**DESCRIPTION OF THE TASK:** An exact, complete copy of the data that follows is needed.

Dataset excerpts:
◆ ◆ ◆ ◆ ◆ ◆ ◆
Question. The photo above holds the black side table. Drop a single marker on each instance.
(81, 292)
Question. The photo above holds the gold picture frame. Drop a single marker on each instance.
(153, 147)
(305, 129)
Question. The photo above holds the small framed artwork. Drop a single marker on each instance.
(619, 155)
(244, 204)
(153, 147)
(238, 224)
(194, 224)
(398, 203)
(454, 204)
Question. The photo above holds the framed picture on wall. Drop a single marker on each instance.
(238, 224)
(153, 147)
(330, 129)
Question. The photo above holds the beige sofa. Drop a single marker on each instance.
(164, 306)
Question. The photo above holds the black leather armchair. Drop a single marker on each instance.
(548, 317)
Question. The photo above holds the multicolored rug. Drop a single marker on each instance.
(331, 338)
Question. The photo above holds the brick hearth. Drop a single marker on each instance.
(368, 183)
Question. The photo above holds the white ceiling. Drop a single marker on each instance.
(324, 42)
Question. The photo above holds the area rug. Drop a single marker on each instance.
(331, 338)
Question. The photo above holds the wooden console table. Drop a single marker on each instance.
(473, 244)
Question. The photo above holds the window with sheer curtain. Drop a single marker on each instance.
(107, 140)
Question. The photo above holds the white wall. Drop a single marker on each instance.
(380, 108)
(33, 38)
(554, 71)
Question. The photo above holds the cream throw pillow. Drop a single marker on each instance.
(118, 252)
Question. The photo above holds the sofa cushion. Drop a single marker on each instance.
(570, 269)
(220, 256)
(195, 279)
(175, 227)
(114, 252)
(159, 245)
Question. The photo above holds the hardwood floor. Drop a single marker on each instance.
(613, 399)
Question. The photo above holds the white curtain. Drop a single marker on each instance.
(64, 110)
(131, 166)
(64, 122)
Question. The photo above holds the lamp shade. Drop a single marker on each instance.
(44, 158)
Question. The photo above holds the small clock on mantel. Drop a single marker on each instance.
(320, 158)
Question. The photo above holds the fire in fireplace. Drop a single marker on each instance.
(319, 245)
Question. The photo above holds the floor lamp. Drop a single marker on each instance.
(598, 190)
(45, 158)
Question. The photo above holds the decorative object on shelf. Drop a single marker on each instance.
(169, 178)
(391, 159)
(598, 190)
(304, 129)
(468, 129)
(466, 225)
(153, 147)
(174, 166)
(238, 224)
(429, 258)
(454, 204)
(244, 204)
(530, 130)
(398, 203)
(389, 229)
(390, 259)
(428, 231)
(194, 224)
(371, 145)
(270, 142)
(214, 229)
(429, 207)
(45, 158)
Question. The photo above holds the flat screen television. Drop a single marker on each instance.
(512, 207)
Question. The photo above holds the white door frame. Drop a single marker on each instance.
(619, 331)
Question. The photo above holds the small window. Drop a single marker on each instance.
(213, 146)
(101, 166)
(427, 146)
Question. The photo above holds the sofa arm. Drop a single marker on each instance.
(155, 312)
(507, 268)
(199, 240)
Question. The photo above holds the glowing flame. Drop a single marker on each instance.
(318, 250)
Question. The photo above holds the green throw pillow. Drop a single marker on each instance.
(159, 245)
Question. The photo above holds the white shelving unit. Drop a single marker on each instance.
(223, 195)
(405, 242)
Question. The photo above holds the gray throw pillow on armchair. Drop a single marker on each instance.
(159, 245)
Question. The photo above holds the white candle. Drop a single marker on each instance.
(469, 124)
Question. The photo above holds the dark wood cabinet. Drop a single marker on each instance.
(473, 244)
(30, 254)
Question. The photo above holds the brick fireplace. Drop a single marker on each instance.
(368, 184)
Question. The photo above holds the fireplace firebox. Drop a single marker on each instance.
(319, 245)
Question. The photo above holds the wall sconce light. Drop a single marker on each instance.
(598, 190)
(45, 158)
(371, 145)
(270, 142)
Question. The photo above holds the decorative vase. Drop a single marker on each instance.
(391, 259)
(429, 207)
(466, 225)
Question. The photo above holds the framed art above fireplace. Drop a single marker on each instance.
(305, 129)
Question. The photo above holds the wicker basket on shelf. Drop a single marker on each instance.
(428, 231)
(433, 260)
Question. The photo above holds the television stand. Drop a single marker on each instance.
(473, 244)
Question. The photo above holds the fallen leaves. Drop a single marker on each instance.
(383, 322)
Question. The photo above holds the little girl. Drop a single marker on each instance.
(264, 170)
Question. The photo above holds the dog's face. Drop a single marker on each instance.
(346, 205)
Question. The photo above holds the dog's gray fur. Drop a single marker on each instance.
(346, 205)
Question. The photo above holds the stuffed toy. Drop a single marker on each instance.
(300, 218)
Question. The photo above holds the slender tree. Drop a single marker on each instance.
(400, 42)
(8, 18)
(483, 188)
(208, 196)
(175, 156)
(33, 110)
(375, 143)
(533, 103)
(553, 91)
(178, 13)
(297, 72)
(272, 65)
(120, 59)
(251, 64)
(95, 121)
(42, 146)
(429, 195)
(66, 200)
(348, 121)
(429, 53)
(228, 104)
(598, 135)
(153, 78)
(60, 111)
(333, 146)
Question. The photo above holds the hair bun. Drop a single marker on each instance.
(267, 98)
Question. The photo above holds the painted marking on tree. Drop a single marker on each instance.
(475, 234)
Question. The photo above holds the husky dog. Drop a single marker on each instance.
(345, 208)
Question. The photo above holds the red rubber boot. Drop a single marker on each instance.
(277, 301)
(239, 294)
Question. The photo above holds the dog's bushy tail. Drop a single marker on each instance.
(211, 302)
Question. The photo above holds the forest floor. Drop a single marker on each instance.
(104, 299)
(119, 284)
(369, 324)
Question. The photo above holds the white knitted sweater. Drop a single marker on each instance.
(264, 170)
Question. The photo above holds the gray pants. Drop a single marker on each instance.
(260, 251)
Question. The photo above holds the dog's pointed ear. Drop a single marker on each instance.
◆ ◆ ◆ ◆ ◆ ◆ ◆
**OUTPUT OF THE TASK:**
Question. The photo above holds the black side table. Drop a single marker on each instance.
(81, 292)
Question. The photo above holds the gold picture frame. Drop a single marker on each instance.
(153, 147)
(305, 129)
Question. The photo above holds the small framed artwork. Drop a single marker on each instance.
(619, 155)
(244, 204)
(153, 147)
(238, 224)
(194, 224)
(398, 203)
(454, 204)
Question. The photo above holds the framed picture on wall. Drop a single marker on each instance.
(238, 224)
(153, 147)
(330, 129)
Question. The photo above holds the beige sofa. Drop a single marker on each instance.
(164, 306)
Question. The photo above holds the black leather armchair. Drop a single marker on each instance.
(548, 317)
Question. The photo above holds the multicolored rug. Drop a single marker on each instance.
(331, 338)
Question. The photo above holds the brick hearth. Drop a single marker on each instance.
(368, 183)
Question. The photo above holds the white ceiling. Drop a single marker on each instance.
(324, 42)
Question. The photo above holds the area rug. Drop a single marker on each instance.
(331, 338)
Question. The photo above holds the wooden console table. Drop a single marker on each instance.
(473, 244)
Question. The photo above holds the window with sheer curtain. Drop a single marker on each instance.
(107, 140)
Question. The photo above holds the white wall. Drop a single marker on each instance.
(380, 108)
(33, 38)
(554, 71)
Question. The photo above holds the cream throw pillow. Drop a single marker on each instance.
(118, 252)
Question. The photo above holds the sofa cushion. Drop a single marker on each instance.
(570, 269)
(220, 256)
(195, 279)
(175, 227)
(114, 252)
(159, 245)
Question. The photo above holds the hardwood floor. Drop a single marker on each instance.
(613, 399)
Question. The photo above holds the white curtain. Drop a single marker on each instance.
(64, 110)
(131, 166)
(64, 122)
Question. The photo above holds the lamp shade. Drop a single marker on each instance.
(44, 158)
Question. The photo above holds the small clock on mantel. Drop a single marker on each instance.
(320, 158)
Question. The photo above holds the fire in fireplace. Drop a single marker on each instance.
(319, 245)
Question. The photo above holds the floor lamp. Drop a single marker on each instance.
(598, 190)
(45, 158)
Question. The photo above holds the decorative object on shelf. Drop a single marker on each instance.
(169, 178)
(391, 159)
(598, 190)
(304, 129)
(468, 129)
(466, 225)
(153, 147)
(174, 166)
(238, 224)
(429, 258)
(454, 204)
(244, 204)
(530, 130)
(398, 203)
(389, 229)
(390, 259)
(428, 231)
(194, 224)
(371, 145)
(270, 142)
(214, 229)
(429, 207)
(45, 158)
Question. The photo above holds the flat screen television. Drop a single marker on each instance.
(512, 207)
Question. The photo above holds the white door frame. Drop a single marker on each instance.
(619, 331)
Question. The photo above holds the small window. Drop a single marker on each instance.
(213, 146)
(101, 166)
(427, 146)
Question. The photo above holds the sofa arm. Drop a single marker on each instance.
(155, 312)
(507, 268)
(199, 240)
Question. The photo above holds the glowing flame. Drop a single marker on each instance.
(318, 250)
Question. The photo above holds the green throw pillow. Drop a single marker on each instance.
(159, 245)
Question. The photo above holds the white shelving unit. Drop a single marker on each instance.
(223, 195)
(405, 242)
Question. The photo above holds the gray throw pillow on armchair. Drop a single marker on each instance.
(159, 245)
Question. The photo above holds the white candle. Drop a single marker on each instance.
(469, 124)
Question. The photo above holds the dark wood cabinet. Drop a single marker on each instance.
(473, 244)
(30, 254)
Question. The photo above holds the brick fireplace. Drop a single marker on each instance.
(368, 184)
Question. The photo above holds the fireplace firebox. Drop a single marker on each instance.
(319, 245)
Question. The photo above holds the wall sconce light. Drop a single marker on each instance.
(598, 190)
(45, 158)
(371, 145)
(270, 142)
Question. The photo above holds the decorative vase. Drop a single marker on each instance.
(391, 259)
(429, 207)
(466, 225)
Question. The photo above holds the framed art above fireplace. Drop a single marker on each instance.
(305, 129)
Question. The photo above holds the wicker basket on shelf. Drop a single marker on each instance.
(428, 231)
(433, 260)
Question. The photo above holds the television stand. Drop a single marker on each instance.
(473, 244)
Question. The photo above holds the fallen leaves. Drop a single marker on each instance.
(383, 322)
Question. The photo above holds the little girl. Drop a single marker on each instance.
(264, 170)
Question. The photo above holds the dog's face. Drop a single marker on each instance.
(346, 205)
Question. The photo above holds the dog's gray fur. Drop a single marker on each instance.
(346, 205)
Question. The photo above holds the stuffed toy. Drop a single marker on each instance.
(300, 218)
Question. The photo above holds the slender tree. Drop a single marker on each instance.
(400, 42)
(8, 18)
(483, 188)
(208, 196)
(175, 156)
(33, 110)
(375, 143)
(533, 103)
(553, 91)
(178, 13)
(297, 72)
(272, 65)
(120, 59)
(251, 64)
(95, 121)
(42, 146)
(429, 195)
(66, 200)
(348, 121)
(429, 53)
(228, 104)
(598, 135)
(153, 78)
(60, 111)
(333, 146)
Question. The photo above holds the hair bun. Drop a single marker on each instance.
(267, 98)
Question. The photo above holds the painted marking on tree. Drop a single marker on each instance.
(475, 234)
Question. The photo above holds the husky dog. Drop a single marker on each instance.
(345, 208)
Question. The photo above holds the red rubber boot. Drop a single marker on each instance.
(277, 301)
(239, 294)
Question. The photo above holds the dog's bushy tail. Drop a single marker on each instance.
(211, 302)
Question. The photo above holds the forest floor. Drop a single marker on each instance.
(104, 299)
(119, 284)
(369, 324)
Question. The photo above holds the white knitted sweater. Drop a single marker on each instance.
(264, 170)
Question. The photo above holds the gray pants. Drop a single marker on each instance.
(260, 251)
Question. The photo above holds the dog's pointed ear. Drop a single marker on each instance.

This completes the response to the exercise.